-- PROMPT A --
In the forum post about Bastogne, which unit was rushed to the town in December 1944?
-- PROMPT B --
Edit the forum post about Bastogne: reproduce it from "Post by billryan" up to and including "bedsheets as camouflage.", with "khaki" replaced by "olive drab".

-- EXCERPT --
Bed sheets for Bastogne.

Talk about your new shoes, new car, or UFO's!
Post Reply
billryan
Video Poker Master
Posts: 4097
Joined: Thu Jan 15, 2009 1:20 pm

Bed sheets for Bastogne.

Post by billryan »

Sometimes it's the little things that mean the most.
In December 1944, the men of the 101st Airborne were rushed to the vital crossroads town of Bastogne. Their mission was to slow the advance of the German offensive that had shocked the allies and seemed like it would split the Allied armies in two and trap hundreds of thousands of Americans behind enemy lines with no supplies and little hope of escape. Almost all of the massive amount of supplies the army needed came from the Dutch port city of Antwerp and there was precious little between the Nazi Breakthru and that port.
Rushed into action, the 101st arrived with little winter gear and their khaki uniforms made them stand out on the snow-covered ground. Almost immediately, the townspeople stripped their bedlinens and curtains and soon many of the paratroopers were wearing bedsheets as camouflage.
By the time Patton's Third Army arrived to relieve them, most of the sheets had been destroyed, were bloodied, or used as body bags.

-- LISTING --
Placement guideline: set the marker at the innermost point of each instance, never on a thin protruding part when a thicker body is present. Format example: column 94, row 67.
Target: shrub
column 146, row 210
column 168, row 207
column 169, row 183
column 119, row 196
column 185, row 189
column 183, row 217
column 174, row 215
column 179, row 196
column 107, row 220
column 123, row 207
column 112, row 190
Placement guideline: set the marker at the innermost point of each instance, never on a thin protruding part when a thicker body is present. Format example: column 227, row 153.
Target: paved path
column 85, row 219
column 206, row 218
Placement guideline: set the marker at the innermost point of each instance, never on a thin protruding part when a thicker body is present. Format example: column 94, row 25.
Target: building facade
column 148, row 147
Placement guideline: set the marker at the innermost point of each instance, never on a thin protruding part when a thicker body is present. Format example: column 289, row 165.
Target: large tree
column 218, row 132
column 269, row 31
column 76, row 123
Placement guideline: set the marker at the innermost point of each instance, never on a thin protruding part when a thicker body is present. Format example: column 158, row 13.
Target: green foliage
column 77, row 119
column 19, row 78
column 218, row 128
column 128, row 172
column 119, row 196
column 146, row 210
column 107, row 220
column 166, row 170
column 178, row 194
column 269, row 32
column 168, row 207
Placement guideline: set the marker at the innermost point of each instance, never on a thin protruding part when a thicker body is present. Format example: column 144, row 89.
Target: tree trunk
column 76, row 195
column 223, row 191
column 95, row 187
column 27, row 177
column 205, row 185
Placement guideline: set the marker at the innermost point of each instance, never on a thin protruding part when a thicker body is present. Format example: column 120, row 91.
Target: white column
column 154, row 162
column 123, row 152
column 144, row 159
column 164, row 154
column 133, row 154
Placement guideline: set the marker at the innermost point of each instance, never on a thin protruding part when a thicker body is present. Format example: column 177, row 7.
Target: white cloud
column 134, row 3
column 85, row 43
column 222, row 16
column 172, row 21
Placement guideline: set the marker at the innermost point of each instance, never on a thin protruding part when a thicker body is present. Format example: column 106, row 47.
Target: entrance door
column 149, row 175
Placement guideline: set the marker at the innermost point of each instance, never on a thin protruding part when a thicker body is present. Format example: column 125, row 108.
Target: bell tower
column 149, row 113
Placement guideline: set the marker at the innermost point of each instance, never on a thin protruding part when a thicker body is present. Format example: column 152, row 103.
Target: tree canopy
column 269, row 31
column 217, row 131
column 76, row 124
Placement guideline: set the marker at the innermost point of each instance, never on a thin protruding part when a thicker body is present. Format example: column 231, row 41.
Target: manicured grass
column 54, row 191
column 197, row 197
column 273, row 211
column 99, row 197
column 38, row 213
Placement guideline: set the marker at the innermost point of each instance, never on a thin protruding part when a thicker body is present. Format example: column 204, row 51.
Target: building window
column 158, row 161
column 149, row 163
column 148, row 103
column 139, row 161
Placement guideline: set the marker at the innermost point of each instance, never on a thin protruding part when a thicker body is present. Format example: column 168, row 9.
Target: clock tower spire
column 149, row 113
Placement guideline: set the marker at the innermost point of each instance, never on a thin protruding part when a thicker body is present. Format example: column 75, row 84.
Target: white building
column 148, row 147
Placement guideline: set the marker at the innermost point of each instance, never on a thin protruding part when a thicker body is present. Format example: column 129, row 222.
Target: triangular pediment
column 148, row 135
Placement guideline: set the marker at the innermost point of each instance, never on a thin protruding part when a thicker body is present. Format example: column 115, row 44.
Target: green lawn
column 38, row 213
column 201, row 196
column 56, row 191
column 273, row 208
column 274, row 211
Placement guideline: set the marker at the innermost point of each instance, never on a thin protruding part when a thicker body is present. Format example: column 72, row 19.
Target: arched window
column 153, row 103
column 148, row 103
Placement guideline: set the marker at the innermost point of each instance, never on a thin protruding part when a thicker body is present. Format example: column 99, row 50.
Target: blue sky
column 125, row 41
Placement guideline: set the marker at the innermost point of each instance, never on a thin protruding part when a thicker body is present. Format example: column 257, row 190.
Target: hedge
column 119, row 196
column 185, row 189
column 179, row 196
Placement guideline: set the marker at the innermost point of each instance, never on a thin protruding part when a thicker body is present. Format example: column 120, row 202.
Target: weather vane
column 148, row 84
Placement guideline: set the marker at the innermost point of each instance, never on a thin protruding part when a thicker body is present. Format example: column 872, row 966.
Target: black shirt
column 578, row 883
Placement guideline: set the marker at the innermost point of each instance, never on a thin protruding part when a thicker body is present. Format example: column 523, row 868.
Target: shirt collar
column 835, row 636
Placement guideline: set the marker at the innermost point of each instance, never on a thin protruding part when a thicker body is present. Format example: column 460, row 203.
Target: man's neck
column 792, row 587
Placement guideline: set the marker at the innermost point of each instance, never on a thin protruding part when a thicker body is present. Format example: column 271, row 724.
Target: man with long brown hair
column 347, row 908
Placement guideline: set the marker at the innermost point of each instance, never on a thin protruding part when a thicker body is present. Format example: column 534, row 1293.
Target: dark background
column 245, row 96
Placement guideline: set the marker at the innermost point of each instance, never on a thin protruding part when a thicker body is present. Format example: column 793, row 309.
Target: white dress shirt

-- SOLUTION A --
The 101st Airborne.

-- SOLUTION B --
Post by billryan »

Sometimes it's the little things that mean the most.
In December 1944, the men of the 101st Airborne were rushed to the vital crossroads town of Bastogne. Their mission was to slow the advance of the German offensive that had shocked the allies and seemed like it would split the Allied armies in two and trap hundreds of thousands of Americans behind enemy lines with no supplies and little hope of escape. Almost all of the massive amount of supplies the army needed came from the Dutch port city of Antwerp and there was precious little between the Nazi Breakthru and that port.
Rushed into action, the 101st arrived with little winter gear and their olive drab uniforms made them stand out on the snow-covered ground. Almost immediately, the townspeople stripped their bedlinens and curtains and soon many of the paratroopers were wearing bedsheets as camouflage.